* BEGIN Document text *

N.Y. Comp. Codes R. & Regs. Tit. 20 § 541.5 - Contracts with customers other than exempt organizations

Tax Law, §§ 1101(b)(4)(i), (9); 1105(c)(3), (5); 1115(a)(17)

(a) The term customers in this classification includes, but is not limited to:
(1) residential customers; and
(2) business customers.
(b) Capital improvements contracts.
(1) Purchases. All purchases of tangible personal property (excluding qualifying production machinery and equipment exempt under section 1115[a][12] of the Tax Law) which are incorporated into and become part of the realty or are used or consumed in performing the contract are subject to tax at the time of purchase by the contractor or any other purchaser. A certificate of capital improvement may not be validly given by any person or accepted by a supplier to exempt the purchase of these materials.
(2) Labor and material charges. All charges by a contractor to the customer for adding to or improving real property by a capital improvement are not subject to tax provided the customer supplies the contractor with a properly completed certificate of capital improvement.
(3) Direct payment permit. A direct payment permit cannot be used as a device to defer payment of the sales tax on purchases which are taxable. A contractor who receives a direct payment permit from a customer cannot use such permit to defer his payment of tax on purchases used by him or incorporated into a capital improvement to real property. The contractor's liability for the tax on his purchases are not relieved by his customer's direct payment permit.

Cross-reference:

For information on direct payment permits, see section 532.5 of this Title.

(4) Documents; capital improvement contracts.
(i) When a properly completed certificate of capital improvement has been furnished to the contractor, the burden of proving the job or transaction is not taxable and the liability for the tax rests solely upon the customer.

* END Document text *

* Short problem 1:
Output the rows word for word, from the line containing "Expected behaviour: place a point on each instance of the black" through the last line of the rows, both ends included.

* BEGIN Material to process *

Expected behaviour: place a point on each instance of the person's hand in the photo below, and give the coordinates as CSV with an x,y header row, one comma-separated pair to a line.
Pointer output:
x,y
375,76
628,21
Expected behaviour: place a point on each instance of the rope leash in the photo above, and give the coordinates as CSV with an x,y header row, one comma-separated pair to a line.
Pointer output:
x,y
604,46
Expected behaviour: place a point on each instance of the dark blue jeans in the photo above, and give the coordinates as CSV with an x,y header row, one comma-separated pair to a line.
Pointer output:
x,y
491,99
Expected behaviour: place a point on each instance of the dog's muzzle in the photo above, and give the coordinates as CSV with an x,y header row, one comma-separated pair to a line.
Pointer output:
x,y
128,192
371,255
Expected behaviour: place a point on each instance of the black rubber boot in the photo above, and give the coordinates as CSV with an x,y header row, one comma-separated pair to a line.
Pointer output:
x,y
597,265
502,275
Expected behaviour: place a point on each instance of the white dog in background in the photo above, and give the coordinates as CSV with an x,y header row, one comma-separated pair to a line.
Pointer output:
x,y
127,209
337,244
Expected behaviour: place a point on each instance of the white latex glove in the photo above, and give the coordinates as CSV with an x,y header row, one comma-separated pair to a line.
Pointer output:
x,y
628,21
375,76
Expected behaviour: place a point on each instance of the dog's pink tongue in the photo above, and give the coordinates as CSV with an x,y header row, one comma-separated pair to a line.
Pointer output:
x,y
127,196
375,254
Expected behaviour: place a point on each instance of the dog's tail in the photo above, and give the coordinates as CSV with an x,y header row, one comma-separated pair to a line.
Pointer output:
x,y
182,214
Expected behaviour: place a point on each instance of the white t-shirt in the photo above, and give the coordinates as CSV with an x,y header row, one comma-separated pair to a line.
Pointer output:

* END Material to process *

* Short problem 2:
Answer these from the regulation:
(a) Which two kinds of customers does paragraph (a) list?
(b) What must the customer supply to the contractor so that charges for a capital improvement are not taxed?
(c) Which section of this Title does the cross-reference give for information on direct payment permits?

* Full response 1:
Expected behaviour: place a point on each instance of the black rubber boot in the photo above, and give the coordinates as CSV with an x,y header row, one comma-separated pair to a line.
Pointer output:
x,y
597,265
502,275
Expected behaviour: place a point on each instance of the white dog in background in the photo above, and give the coordinates as CSV with an x,y header row, one comma-separated pair to a line.
Pointer output:
x,y
127,209
337,244
Expected behaviour: place a point on each instance of the white latex glove in the photo above, and give the coordinates as CSV with an x,y header row, one comma-separated pair to a line.
Pointer output:
x,y
628,21
375,76
Expected behaviour: place a point on each instance of the dog's pink tongue in the photo above, and give the coordinates as CSV with an x,y header row, one comma-separated pair to a line.
Pointer output:
x,y
127,196
375,254
Expected behaviour: place a point on each instance of the dog's tail in the photo above, and give the coordinates as CSV with an x,y header row, one comma-separated pair to a line.
Pointer output:
x,y
182,214
Expected behaviour: place a point on each instance of the white t-shirt in the photo above, and give the coordinates as CSV with an x,y header row, one comma-separated pair to a line.
Pointer output:

* Full response 2:
(a) Residential customers and business customers.
(b) A properly completed certificate of capital improvement.
(c) Section 532.5.